ESERCIZI PROPOSTI:
1) Elenchi tutte le persone menzionate nel brano sul film di Siegel, esclusi i personaggi della storia narrata.
2) Prosegua il brano sul film di Siegel a partire dall'ultima frase riportata.

BRANO SELEZIONATO:
>>>
Circa due anni fa Anne Ross, production designer di Sofia Coppola, portò all’attenzione della sua collega La notte brava del soldato Jonathan (1971) di Don Siegel. Le disse: «Devi farne una nuova versione o un remake». Coppola alzò subito le mani: «Non farei mai un remake di un film». Nonostante questa dichiarazione di principio, guardò il film ed esso cominciò a sedimentarsi nella sua mente.
La notte brava del soldato Jonathan di Don Siegel
Il thriller sentimentale di Siegel è una trasposizione del romanzo The Beguiled (1966) di Thomas Cullinan. Siamo nel Mississipi, durante la guerra di secessione americana. Una giovanissima allieva del Miss Martha Farnsworth Seminary for Young Ladies si avventura nel bosco in cerca di funghi. Si imbatte in un plus improvviso e inaspettato: il corpo di un caporale nordista nel fogliame. Spaventata, presto si rende conto che l’uomo non può farle del male, perché è in condizioni fisiche disperate. Rispondendo alla sua affaticata richiesta di aiuto, gli offre un riparo dai cannoni della guerra presso il suo collegio. Il caporale, che si presenta subito come Jonathan McBurney, chiede se non ci sia alcun uomo. La bambina risponde di no e fa presente che non sarà calorosamente accolto, ma la prospettiva è sempre migliore di quella attuale. In effetti oltre che guarire, McBurney vede subito il vantaggio di essere un beato tra le donne, le quali non toccano un corpo maschile da molto tempo. Don Siegel dà il suo contributo a una corrente florida del cinema americano degli anni ’70. Erano i tempi della liberazione sessuale dalle precedenti repressioni di Hollywood, dal passato americano bigotto. La notte brava del soldato Jonathan quindi è figlio del suo tempo: un b-movie provocatorio, torbido, che, secondo lo stesso regista, doveva mostrare «il desiderio fondamentale della donna di castrare l’uomo». Rifletteva un’ansia del genere maschile che allora era più che viva, trasferendola così nel protagonista Clint Eastwood. Le tensioni e contese sessuali regnano, opposte a un contesto puritano. Il titolo originale del film è The Beguiled, rispettando l’omonimo romanzo. Il verbo inglese to beguile significa sedurre qualcuno al fine di ingannarlo. The Beguiled quindi si riferisce a qualcuno che è stato adescato e tradito. La storia costruirà un sinistro doppio filo su chi sia il soggetto in questione. Il torbido esce fuori non soltanto dalla fluidità di Eastwood, che passa dalla lusinga sessuale di una a quella di un’altra, ma da come il sesso si leghi alla violenza, sia maschile che femminile, oltre che alla sfera dell’inconscio: agli impulsi proibiti dell’incesto, a rapporti sessuali di genere fluido o a relazioni tra individui di età sin troppo lontana.
<<<
DATI FORNITI:
>>>
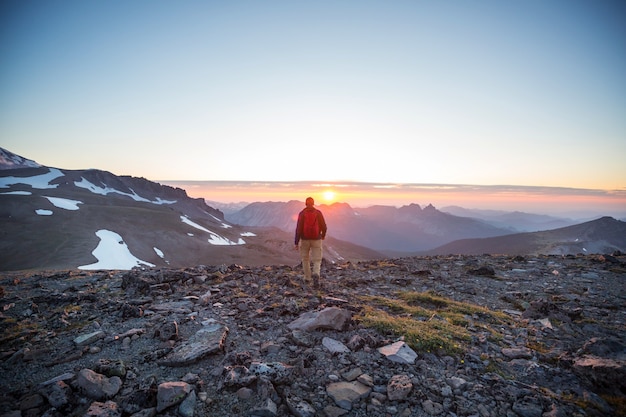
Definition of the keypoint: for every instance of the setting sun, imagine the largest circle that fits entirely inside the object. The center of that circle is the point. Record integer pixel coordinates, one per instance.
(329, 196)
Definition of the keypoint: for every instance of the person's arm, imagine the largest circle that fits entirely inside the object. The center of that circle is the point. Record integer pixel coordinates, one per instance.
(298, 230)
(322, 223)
<<<
>>>
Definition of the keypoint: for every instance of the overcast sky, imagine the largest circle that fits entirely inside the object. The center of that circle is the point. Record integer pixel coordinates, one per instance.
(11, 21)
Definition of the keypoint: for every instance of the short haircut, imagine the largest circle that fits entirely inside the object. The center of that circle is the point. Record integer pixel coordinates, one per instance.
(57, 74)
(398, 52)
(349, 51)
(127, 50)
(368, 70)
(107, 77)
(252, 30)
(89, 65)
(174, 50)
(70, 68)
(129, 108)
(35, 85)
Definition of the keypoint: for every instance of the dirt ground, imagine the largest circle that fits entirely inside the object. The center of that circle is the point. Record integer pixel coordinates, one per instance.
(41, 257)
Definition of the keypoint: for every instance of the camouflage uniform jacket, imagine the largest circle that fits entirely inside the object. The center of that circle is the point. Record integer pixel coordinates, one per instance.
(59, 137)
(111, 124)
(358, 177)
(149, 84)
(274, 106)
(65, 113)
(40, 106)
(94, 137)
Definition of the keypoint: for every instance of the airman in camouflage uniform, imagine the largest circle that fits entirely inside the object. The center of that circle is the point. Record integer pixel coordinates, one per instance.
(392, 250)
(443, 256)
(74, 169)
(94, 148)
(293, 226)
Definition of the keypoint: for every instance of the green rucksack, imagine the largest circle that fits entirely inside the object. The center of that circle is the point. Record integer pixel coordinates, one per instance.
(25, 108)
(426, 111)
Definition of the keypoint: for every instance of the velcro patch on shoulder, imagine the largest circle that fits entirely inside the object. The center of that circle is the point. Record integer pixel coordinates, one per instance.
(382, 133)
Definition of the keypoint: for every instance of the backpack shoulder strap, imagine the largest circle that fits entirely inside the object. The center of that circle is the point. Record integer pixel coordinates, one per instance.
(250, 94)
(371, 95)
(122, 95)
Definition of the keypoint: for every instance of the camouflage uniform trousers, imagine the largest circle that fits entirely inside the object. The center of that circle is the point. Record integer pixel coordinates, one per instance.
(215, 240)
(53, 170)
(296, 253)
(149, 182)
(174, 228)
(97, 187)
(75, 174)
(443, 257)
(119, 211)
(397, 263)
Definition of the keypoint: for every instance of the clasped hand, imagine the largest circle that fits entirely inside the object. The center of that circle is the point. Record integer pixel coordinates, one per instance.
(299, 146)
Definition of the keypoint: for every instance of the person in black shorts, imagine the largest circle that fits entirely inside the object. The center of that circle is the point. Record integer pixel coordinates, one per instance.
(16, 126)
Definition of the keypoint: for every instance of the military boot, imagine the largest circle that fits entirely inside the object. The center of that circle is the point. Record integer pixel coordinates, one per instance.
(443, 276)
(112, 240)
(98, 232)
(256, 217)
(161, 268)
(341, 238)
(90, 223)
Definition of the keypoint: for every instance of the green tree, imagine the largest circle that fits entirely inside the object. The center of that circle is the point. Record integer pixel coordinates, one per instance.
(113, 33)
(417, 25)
<<<
RISULTATI DEGLI ESERCIZI:
1) Anne Ross, Sofia Coppola, Don Siegel, Thomas Cullinan, Clint Eastwood

2)
La reinterpretazione di Sofia Coppola
Non sorprende che il film abbia solleticato la sensibilità di Sofia Coppola, diventata un baluardo del cinema femminile pop. Non rinuncia alla sua idea di non fare un remake e specifica, infatti, che intende riprendere The Beguiled per farne una rilettura da un’angolazione diversa. Si discosta dal punto di vista «macho» di Eastwood e sceglie di assumere quello delle donne rinchiuse nel collegio, isolate dalla guerra e così anche dal mondo esterno. La percezione tutta femminile dell’imprigionamento è una sua prerogativa costante. Esordì nel 1999 con Il giardino delle vergini suicide, dove una Dunst giovanissima faceva parte del misterioso collettivo delle sorelle Lisbon, segregate in casa da una madre a sua volta puritana. Ci fu poi Lost in Translation (2003) con Scarlett Johansson e Bill Murray. Tokyo era popolata da voci incomprensibili, isolando i protagonisti e parlando eloquentemente di una loro dissociazione più intima, che riposava insonne in stanze doppie di hotel, ricreate per essere il bozzolo di una singola personalità. Coppola poi confermò un sodalizio con Dunst in Marie Antoinette (2006), dove gli ambienti frou frou di Versailles decoravano il confinamento angusto della regina adolescente. Non sono esenti i meno riusciti Somewhere (2010) e The Bling Ring (2013), che parlavano a loro volta di una profonda disconnessione dalla realtà, di nuovo in ambienti privilegiati – come quello di origine di Coppola, d’altronde, etichettata spesso come “figlia di papà”.
Il principio per L’inganno era rendere non più i personaggi femminili come proiezioni erotiche, sinistre, talvolta caricaturali, dell’ego maschile di John McBurney, ma indagare più a fondo nei loro motivi di anelito sentimentale o sessuale, di una più generale voglia di liberazione. Coppola così elimina molti punti osé dell’opera precedente, come l’incesto, per rispondere alle sue specifiche prerogative, molto meno sensazionalistiche e più compassate.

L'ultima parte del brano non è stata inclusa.